--- BEGIN ENTRIES PROVIDED ---

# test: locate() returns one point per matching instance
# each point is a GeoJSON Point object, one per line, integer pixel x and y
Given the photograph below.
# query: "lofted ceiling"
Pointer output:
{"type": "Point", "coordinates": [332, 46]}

--- END ENTRIES PROVIDED ---

OBJECTIVE: Can you copy every one of the lines above, character for character?

RESULT FOR THIS EXERCISE:
# test: locate() returns one point per matching instance
# each point is a GeoJSON Point object, one per line, integer pixel x and y
Given the photograph below.
# query: "lofted ceiling"
Pointer output:
{"type": "Point", "coordinates": [332, 46]}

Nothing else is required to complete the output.